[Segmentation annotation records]
•••
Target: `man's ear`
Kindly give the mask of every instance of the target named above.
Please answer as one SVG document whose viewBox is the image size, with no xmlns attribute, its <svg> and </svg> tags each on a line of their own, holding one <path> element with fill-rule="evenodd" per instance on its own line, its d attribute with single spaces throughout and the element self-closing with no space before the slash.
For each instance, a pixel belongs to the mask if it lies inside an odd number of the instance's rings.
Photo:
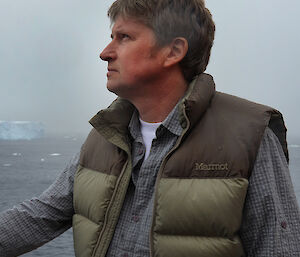
<svg viewBox="0 0 300 257">
<path fill-rule="evenodd" d="M 179 63 L 186 55 L 189 45 L 185 38 L 177 37 L 169 44 L 164 67 L 169 67 Z"/>
</svg>

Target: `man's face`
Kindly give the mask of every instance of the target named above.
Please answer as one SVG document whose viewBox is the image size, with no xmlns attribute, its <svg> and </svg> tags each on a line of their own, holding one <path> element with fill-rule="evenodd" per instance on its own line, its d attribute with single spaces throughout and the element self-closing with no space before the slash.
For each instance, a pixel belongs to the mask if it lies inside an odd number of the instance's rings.
<svg viewBox="0 0 300 257">
<path fill-rule="evenodd" d="M 100 54 L 108 62 L 108 90 L 124 98 L 142 94 L 163 73 L 163 48 L 149 27 L 130 18 L 118 17 L 111 37 Z"/>
</svg>

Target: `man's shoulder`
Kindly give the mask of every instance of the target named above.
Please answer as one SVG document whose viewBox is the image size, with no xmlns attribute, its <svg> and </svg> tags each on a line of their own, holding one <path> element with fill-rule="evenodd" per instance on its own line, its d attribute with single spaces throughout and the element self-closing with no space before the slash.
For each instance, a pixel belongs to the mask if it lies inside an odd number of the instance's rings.
<svg viewBox="0 0 300 257">
<path fill-rule="evenodd" d="M 222 107 L 225 109 L 234 108 L 236 111 L 239 112 L 248 111 L 253 113 L 257 113 L 257 112 L 280 113 L 278 110 L 276 110 L 271 106 L 250 101 L 242 97 L 238 97 L 235 95 L 231 95 L 219 91 L 216 91 L 215 96 L 213 98 L 213 102 L 218 107 Z"/>
</svg>

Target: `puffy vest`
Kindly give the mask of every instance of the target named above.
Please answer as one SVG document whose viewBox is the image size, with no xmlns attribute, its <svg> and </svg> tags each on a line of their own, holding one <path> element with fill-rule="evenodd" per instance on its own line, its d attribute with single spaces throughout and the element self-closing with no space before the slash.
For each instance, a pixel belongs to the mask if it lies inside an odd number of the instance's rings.
<svg viewBox="0 0 300 257">
<path fill-rule="evenodd" d="M 128 123 L 134 107 L 118 98 L 90 123 L 74 179 L 77 257 L 104 257 L 131 179 Z M 241 257 L 238 236 L 248 179 L 267 126 L 286 157 L 281 114 L 215 91 L 202 74 L 181 101 L 183 133 L 157 175 L 151 257 Z"/>
</svg>

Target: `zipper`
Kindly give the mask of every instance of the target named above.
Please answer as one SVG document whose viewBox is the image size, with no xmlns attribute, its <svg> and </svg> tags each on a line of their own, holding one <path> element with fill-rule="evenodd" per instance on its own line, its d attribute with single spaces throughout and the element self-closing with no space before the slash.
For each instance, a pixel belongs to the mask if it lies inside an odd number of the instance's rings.
<svg viewBox="0 0 300 257">
<path fill-rule="evenodd" d="M 160 168 L 159 168 L 159 171 L 157 173 L 157 177 L 156 177 L 156 180 L 155 180 L 155 186 L 154 186 L 154 199 L 153 199 L 153 211 L 152 211 L 152 223 L 151 223 L 151 229 L 150 229 L 150 234 L 149 234 L 149 241 L 150 241 L 150 257 L 154 257 L 153 256 L 153 223 L 154 223 L 154 214 L 155 214 L 155 211 L 156 211 L 156 200 L 157 200 L 157 185 L 158 185 L 158 181 L 161 179 L 161 175 L 162 175 L 162 171 L 166 165 L 166 162 L 167 162 L 167 159 L 168 157 L 170 156 L 171 153 L 173 153 L 177 148 L 178 146 L 180 145 L 184 135 L 186 134 L 186 132 L 189 130 L 189 127 L 190 127 L 190 121 L 186 115 L 186 112 L 185 112 L 185 104 L 183 104 L 183 115 L 184 115 L 184 118 L 187 122 L 187 125 L 186 125 L 186 128 L 183 130 L 181 136 L 178 138 L 176 144 L 172 147 L 172 149 L 167 153 L 167 155 L 165 156 L 165 158 L 163 159 L 162 161 L 162 164 L 160 165 Z"/>
<path fill-rule="evenodd" d="M 113 195 L 112 195 L 112 197 L 111 197 L 111 200 L 110 200 L 110 203 L 109 203 L 109 205 L 108 205 L 108 207 L 107 207 L 105 219 L 104 219 L 104 222 L 103 222 L 103 227 L 102 227 L 101 232 L 100 232 L 100 235 L 99 235 L 99 237 L 98 237 L 97 244 L 96 244 L 96 246 L 95 246 L 95 248 L 94 248 L 94 251 L 93 251 L 93 253 L 92 253 L 92 257 L 101 256 L 101 253 L 100 253 L 99 255 L 96 255 L 96 253 L 97 253 L 97 250 L 98 250 L 98 248 L 99 248 L 99 246 L 100 246 L 101 239 L 102 239 L 102 237 L 103 237 L 103 235 L 104 235 L 104 231 L 105 231 L 106 226 L 107 226 L 107 223 L 108 223 L 108 216 L 109 216 L 109 213 L 110 213 L 111 206 L 112 206 L 113 203 L 114 203 L 114 198 L 116 197 L 116 194 L 117 194 L 117 191 L 118 191 L 120 182 L 121 182 L 121 180 L 122 180 L 122 178 L 123 178 L 123 175 L 124 175 L 124 173 L 125 173 L 126 168 L 128 167 L 129 159 L 131 158 L 131 155 L 128 154 L 128 153 L 127 153 L 127 156 L 128 156 L 128 157 L 127 157 L 127 161 L 125 162 L 125 164 L 124 164 L 124 166 L 123 166 L 123 168 L 122 168 L 122 171 L 121 171 L 121 173 L 120 173 L 120 177 L 119 177 L 119 179 L 118 179 L 118 181 L 117 181 L 117 183 L 116 183 L 116 187 L 115 187 L 114 193 L 113 193 Z"/>
</svg>

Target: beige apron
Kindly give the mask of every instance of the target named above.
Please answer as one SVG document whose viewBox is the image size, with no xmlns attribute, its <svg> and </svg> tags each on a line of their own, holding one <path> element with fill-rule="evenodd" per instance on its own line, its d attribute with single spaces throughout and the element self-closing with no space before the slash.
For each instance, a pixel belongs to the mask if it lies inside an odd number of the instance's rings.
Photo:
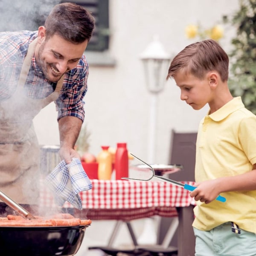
•••
WRITTEN TASK: Copy out all of the data above, swapping each occurrence of "Kindly" for "Please" and keeping everything else unchanged. Omit the pictures from your copy.

FULL RESPONSE:
Target: `man's ear`
Please give the mask of every instance of the target named above.
Please answer as one SVG document whose viewBox is the image size, with no xmlns attribute, its <svg> and </svg> tags each on a line of their own, holding one <path> element with fill-rule="evenodd" per instance on its own line, its d attribute with single spaces throughout and the element self-closing with no space before the slash.
For each instance, a pixel belongs to the mask if it lies inside an odd number of the instance's rings.
Photo:
<svg viewBox="0 0 300 257">
<path fill-rule="evenodd" d="M 179 63 L 186 55 L 189 45 L 185 38 L 177 37 L 169 44 L 164 67 L 169 67 Z"/>
</svg>

Target: `man's face`
Please give the mask of every instance of the target named above.
Please answer as one SVG document whose viewBox is the image size, with no xmlns attribute, its <svg> and </svg> tags each on a line of their own, holding one <path> element with fill-rule="evenodd" per instance on its own line, its d attribute with single spaces throughout and the element self-closing with no space before the slash.
For each instance, a pixel belongs to the mask if it lies inside an odd number of the instance's rings.
<svg viewBox="0 0 300 257">
<path fill-rule="evenodd" d="M 100 54 L 108 62 L 108 90 L 124 98 L 142 94 L 163 73 L 163 48 L 149 27 L 130 18 L 118 17 L 111 37 Z"/>
</svg>

Target: `man's shoulder`
Please give the mask of every instance of the target named above.
Please answer as one SVG document whose viewBox is the image size, with no xmlns attribute, its <svg> and </svg> tags each on a line of their own, holding one <path> element with fill-rule="evenodd" per instance on its own line, its d attribute with single spaces throughout and the element self-closing with no space before the slash.
For each instance, a pixel belongs to the mask if it lies inside an odd number of the instance's rings.
<svg viewBox="0 0 300 257">
<path fill-rule="evenodd" d="M 222 107 L 225 109 L 234 108 L 236 111 L 239 112 L 248 111 L 253 113 L 257 113 L 257 112 L 280 113 L 278 110 L 276 110 L 271 106 L 250 101 L 242 97 L 238 97 L 235 95 L 231 95 L 219 91 L 216 91 L 215 96 L 213 98 L 213 102 L 218 107 Z"/>
</svg>

Target: `puffy vest`
Please give the mask of every instance of the target named above.
Please answer as one SVG document whose viewBox is the image size, with no xmlns attribute, its <svg> and </svg> tags each on a line of their own, holding one <path> element with fill-rule="evenodd" per instance on its own line, its d attribute with single spaces throughout and the element self-closing with no space before the slash.
For each instance, a pixel belongs to the mask if it lies inside an odd number of the instance's rings.
<svg viewBox="0 0 300 257">
<path fill-rule="evenodd" d="M 128 123 L 134 107 L 118 98 L 90 123 L 74 179 L 77 257 L 104 257 L 131 179 Z M 241 257 L 238 236 L 248 179 L 267 126 L 286 157 L 281 114 L 215 91 L 202 74 L 181 101 L 183 133 L 157 175 L 151 257 Z"/>
</svg>

Target: `zipper`
Please give the mask of every instance of the target named above.
Please answer as one SVG document whose viewBox is the image size, with no xmlns attribute, its <svg> and </svg> tags each on a line of their own, holding one <path> element with fill-rule="evenodd" per instance on its own line, its d attribute with single spaces throughout and the element self-closing with no space before the slash.
For each instance, a pixel belongs to the mask if it lies inside an odd number of the instance's rings.
<svg viewBox="0 0 300 257">
<path fill-rule="evenodd" d="M 160 168 L 159 168 L 159 171 L 157 173 L 157 177 L 156 177 L 156 180 L 155 180 L 155 186 L 154 186 L 154 199 L 153 199 L 153 211 L 152 211 L 152 223 L 151 223 L 151 229 L 150 229 L 150 234 L 149 234 L 149 241 L 150 241 L 150 257 L 154 257 L 153 256 L 153 223 L 154 223 L 154 214 L 155 214 L 155 211 L 156 211 L 156 200 L 157 200 L 157 185 L 158 185 L 158 181 L 161 179 L 161 175 L 162 175 L 162 171 L 166 165 L 166 162 L 167 162 L 167 159 L 168 157 L 170 156 L 171 153 L 173 153 L 177 148 L 178 146 L 180 145 L 184 135 L 186 134 L 186 132 L 189 130 L 189 127 L 190 127 L 190 121 L 186 115 L 186 112 L 185 112 L 185 104 L 183 104 L 183 115 L 184 115 L 184 118 L 187 122 L 187 125 L 186 125 L 186 128 L 183 130 L 181 136 L 178 138 L 176 144 L 172 147 L 172 149 L 167 153 L 167 155 L 165 156 L 165 158 L 163 159 L 162 161 L 162 164 L 160 165 Z"/>
<path fill-rule="evenodd" d="M 113 195 L 112 195 L 112 197 L 111 197 L 111 200 L 110 200 L 110 203 L 109 203 L 109 205 L 108 205 L 108 207 L 107 207 L 105 219 L 104 219 L 104 222 L 103 222 L 103 227 L 102 227 L 101 232 L 100 232 L 100 235 L 99 235 L 99 237 L 98 237 L 97 244 L 96 244 L 96 246 L 95 246 L 95 248 L 94 248 L 94 251 L 93 251 L 93 253 L 92 253 L 92 257 L 101 256 L 101 253 L 100 253 L 99 255 L 96 255 L 96 253 L 97 253 L 97 250 L 98 250 L 98 248 L 99 248 L 99 246 L 100 246 L 101 239 L 102 239 L 102 237 L 103 237 L 103 235 L 104 235 L 104 231 L 105 231 L 106 226 L 107 226 L 107 223 L 108 223 L 108 216 L 109 216 L 109 213 L 110 213 L 111 206 L 112 206 L 113 203 L 114 203 L 114 198 L 116 197 L 116 194 L 117 194 L 117 191 L 118 191 L 120 182 L 121 182 L 121 180 L 122 180 L 122 178 L 123 178 L 123 175 L 124 175 L 124 173 L 125 173 L 126 168 L 128 167 L 129 159 L 131 158 L 131 155 L 128 154 L 128 153 L 127 153 L 127 156 L 128 156 L 128 157 L 127 157 L 127 161 L 125 162 L 125 164 L 124 164 L 124 166 L 123 166 L 123 168 L 122 168 L 122 171 L 121 171 L 121 173 L 120 173 L 120 177 L 119 177 L 119 179 L 118 179 L 118 181 L 117 181 L 117 183 L 116 183 L 116 187 L 115 187 L 114 193 L 113 193 Z"/>
</svg>

Target: beige apron
Please give the mask of every instance of the target named above.
Please answer as one SVG document whose viewBox is the image size, with no xmlns attribute, its <svg> and </svg> tags each on a line of their own, holding one <path> element with fill-rule="evenodd" per instance on its own line, its d attribute with single spaces throughout and the element self-closing with no space before the slash.
For each instance, a pixel belongs to the mask if it lies inside an odd number of the instance's rings.
Photo:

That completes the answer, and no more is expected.